Stored data -

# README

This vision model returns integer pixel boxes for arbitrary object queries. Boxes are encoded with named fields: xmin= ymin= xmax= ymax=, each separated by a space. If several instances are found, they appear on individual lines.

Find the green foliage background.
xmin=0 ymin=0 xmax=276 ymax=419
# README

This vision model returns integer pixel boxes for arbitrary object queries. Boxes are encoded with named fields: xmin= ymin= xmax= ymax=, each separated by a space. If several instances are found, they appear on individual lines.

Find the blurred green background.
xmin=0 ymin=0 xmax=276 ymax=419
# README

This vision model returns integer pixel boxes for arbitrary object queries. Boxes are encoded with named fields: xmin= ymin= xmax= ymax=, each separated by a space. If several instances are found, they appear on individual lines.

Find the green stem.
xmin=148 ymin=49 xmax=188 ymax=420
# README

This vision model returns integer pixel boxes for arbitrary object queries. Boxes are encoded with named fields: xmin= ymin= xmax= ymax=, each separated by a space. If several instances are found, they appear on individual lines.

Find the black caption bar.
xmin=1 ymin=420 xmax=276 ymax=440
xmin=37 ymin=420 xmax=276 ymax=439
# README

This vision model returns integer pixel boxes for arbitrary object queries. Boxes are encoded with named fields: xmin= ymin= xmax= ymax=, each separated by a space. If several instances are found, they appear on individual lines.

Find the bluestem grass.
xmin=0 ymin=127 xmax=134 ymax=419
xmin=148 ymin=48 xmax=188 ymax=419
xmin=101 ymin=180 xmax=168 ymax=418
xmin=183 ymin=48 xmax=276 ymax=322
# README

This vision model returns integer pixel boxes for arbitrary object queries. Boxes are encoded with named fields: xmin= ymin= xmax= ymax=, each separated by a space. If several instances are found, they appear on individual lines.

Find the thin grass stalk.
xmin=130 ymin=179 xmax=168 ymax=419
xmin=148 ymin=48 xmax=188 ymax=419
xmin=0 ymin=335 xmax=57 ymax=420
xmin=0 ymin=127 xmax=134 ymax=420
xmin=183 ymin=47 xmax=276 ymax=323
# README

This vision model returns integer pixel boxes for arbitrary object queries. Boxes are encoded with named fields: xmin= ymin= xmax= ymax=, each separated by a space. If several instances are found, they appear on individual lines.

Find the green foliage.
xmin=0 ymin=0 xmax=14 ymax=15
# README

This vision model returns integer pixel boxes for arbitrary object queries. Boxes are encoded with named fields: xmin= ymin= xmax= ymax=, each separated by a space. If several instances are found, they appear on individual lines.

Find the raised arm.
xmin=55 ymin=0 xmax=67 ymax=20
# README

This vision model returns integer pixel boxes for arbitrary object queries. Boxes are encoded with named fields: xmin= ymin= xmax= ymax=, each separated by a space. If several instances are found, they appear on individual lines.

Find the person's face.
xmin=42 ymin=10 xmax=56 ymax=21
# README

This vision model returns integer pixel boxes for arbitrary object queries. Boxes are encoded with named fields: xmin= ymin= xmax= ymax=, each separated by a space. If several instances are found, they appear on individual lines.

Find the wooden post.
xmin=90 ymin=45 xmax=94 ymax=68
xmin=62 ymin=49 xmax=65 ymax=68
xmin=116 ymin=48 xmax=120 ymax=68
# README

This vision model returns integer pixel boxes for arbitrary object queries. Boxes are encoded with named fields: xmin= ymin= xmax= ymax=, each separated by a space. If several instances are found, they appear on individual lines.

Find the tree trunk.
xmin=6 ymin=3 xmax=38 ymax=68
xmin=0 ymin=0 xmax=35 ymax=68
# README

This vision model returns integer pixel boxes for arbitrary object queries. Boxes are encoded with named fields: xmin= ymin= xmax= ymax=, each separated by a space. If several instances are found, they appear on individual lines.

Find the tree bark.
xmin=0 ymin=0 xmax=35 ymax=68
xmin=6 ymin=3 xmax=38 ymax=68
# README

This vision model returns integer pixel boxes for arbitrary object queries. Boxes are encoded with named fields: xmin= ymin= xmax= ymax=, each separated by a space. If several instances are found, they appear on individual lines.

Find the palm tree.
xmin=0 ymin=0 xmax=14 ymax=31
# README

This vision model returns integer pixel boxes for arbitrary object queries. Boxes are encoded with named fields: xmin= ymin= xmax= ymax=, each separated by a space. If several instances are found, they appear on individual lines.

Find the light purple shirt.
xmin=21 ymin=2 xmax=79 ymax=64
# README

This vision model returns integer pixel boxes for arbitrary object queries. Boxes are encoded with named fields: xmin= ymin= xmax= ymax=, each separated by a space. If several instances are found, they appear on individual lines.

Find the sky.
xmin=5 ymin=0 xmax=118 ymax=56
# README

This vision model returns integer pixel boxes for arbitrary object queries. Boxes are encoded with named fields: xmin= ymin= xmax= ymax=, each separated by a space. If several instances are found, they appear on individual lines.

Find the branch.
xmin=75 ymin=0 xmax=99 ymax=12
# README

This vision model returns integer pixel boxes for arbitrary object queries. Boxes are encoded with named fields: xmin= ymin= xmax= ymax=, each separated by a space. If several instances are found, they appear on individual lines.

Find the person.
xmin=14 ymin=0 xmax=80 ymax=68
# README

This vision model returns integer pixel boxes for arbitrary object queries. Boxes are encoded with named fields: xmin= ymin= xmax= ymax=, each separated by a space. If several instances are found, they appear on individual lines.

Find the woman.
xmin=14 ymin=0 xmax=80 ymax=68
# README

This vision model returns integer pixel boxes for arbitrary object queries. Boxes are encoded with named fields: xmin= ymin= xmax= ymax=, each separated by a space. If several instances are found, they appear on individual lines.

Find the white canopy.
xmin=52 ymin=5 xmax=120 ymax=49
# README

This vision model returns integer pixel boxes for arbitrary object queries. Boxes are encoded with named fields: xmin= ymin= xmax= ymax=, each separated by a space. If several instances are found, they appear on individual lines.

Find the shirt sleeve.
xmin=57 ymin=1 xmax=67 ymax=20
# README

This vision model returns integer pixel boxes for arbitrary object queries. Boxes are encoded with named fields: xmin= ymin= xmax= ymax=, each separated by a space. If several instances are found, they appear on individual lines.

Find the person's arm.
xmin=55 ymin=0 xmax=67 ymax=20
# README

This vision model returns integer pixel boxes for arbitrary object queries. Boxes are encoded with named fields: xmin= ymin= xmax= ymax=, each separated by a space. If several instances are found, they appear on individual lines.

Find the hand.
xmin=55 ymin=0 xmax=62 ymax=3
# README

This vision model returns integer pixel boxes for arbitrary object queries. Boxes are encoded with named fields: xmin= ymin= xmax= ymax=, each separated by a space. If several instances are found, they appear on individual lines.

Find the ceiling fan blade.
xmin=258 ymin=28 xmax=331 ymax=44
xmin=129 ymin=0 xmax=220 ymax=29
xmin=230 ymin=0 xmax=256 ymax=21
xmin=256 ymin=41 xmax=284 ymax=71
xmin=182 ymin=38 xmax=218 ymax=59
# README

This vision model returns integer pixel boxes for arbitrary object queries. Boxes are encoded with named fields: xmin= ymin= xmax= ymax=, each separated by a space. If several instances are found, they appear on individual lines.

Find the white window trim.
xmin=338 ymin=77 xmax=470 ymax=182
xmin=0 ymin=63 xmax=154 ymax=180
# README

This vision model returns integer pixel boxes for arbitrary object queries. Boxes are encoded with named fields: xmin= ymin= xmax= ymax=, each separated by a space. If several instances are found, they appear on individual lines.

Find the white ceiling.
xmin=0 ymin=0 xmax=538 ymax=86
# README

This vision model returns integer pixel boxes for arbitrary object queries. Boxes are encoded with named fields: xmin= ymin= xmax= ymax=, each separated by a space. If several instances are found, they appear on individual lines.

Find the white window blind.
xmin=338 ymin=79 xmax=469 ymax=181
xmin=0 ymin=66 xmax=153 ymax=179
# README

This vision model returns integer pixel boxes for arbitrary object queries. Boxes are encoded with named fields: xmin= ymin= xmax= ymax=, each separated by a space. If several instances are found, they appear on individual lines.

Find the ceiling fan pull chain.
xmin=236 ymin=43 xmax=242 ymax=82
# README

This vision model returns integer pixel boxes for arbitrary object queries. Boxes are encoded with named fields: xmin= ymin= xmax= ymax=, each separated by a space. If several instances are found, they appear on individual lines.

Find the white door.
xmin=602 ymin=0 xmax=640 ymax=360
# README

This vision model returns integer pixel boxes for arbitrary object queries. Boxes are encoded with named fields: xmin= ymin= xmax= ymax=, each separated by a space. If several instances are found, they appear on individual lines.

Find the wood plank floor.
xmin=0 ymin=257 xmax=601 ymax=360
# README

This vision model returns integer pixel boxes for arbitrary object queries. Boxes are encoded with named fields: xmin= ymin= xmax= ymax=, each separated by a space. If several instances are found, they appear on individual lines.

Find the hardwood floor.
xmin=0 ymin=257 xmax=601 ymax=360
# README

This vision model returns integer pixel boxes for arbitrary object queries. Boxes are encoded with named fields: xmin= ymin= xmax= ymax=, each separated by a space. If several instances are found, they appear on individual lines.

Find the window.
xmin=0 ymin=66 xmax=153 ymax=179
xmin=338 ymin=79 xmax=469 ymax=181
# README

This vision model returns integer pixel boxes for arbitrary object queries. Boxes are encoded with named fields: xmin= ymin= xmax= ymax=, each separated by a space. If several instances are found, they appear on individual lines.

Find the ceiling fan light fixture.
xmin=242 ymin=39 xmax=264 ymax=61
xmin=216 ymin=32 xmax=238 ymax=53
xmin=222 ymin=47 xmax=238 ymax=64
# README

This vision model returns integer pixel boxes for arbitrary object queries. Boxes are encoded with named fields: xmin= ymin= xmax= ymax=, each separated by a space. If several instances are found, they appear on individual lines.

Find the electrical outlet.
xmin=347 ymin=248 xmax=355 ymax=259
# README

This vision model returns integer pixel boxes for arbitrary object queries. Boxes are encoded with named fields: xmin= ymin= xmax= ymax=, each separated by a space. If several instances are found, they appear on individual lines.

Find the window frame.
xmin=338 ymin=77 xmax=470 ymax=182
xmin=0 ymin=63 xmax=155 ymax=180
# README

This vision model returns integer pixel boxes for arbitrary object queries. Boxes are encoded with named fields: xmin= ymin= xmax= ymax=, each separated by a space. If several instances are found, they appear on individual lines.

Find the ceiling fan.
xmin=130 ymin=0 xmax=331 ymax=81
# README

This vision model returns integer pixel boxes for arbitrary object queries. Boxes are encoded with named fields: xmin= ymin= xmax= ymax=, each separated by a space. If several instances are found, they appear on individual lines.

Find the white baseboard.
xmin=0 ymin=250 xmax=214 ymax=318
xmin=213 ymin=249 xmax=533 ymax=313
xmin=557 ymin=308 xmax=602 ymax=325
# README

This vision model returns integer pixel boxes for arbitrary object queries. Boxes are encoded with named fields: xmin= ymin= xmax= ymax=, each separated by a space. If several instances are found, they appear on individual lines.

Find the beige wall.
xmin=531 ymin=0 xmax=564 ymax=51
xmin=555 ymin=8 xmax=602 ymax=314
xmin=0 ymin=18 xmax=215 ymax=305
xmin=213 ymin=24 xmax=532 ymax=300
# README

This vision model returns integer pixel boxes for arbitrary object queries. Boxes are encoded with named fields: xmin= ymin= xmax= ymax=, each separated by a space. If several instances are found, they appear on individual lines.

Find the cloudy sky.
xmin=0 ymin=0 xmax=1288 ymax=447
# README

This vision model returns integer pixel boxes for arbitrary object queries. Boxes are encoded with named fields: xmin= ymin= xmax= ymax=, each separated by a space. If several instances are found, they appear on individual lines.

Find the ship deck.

Requirement -
Reproduce the lines above, requests included, from the start through the line containing "xmin=148 ymin=49 xmax=188 ymax=420", and shift every box coordinate in the answers up by 74.

Finished task -
# README

This vision model returns integer pixel boxes for arbitrary object queries. Boxes are encoded with named fields: xmin= ymin= xmax= ymax=, each separated by a space. If several instances are found, they appear on individual lines.

Find the green foliage background.
xmin=74 ymin=74 xmax=350 ymax=493
# README

This vision model returns integer pixel boxes for arbitrary object queries. Boxes are encoded with named fields: xmin= ymin= xmax= ymax=, each separated by a space. If several instances are found, they appear on individual lines.

Find the blurred green background.
xmin=74 ymin=74 xmax=350 ymax=493
# README

This vision model returns integer pixel boxes for arbitrary object queries. Boxes are encoded with named fields: xmin= ymin= xmax= ymax=, each separated by a space. If several instances are found, they appear on individual lines.

Find the green stem.
xmin=222 ymin=123 xmax=262 ymax=494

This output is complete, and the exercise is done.